▸ **Data entries**:
★ ★ ★ ★ ★

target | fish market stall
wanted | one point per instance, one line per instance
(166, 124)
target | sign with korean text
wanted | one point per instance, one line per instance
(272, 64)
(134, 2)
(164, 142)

★ ★ ★ ★ ★

▸ **Stated exercise**: Rewrite the records above, replacing each "instance" with "occurrence" and keeping everything else the same.

▸ **Exercise result**:
target | fish market stall
wanted | one point per occurrence, one line per occurrence
(166, 124)
target | sign with korean text
wanted | one point per occurrence, one line per occurrence
(272, 64)
(134, 2)
(164, 142)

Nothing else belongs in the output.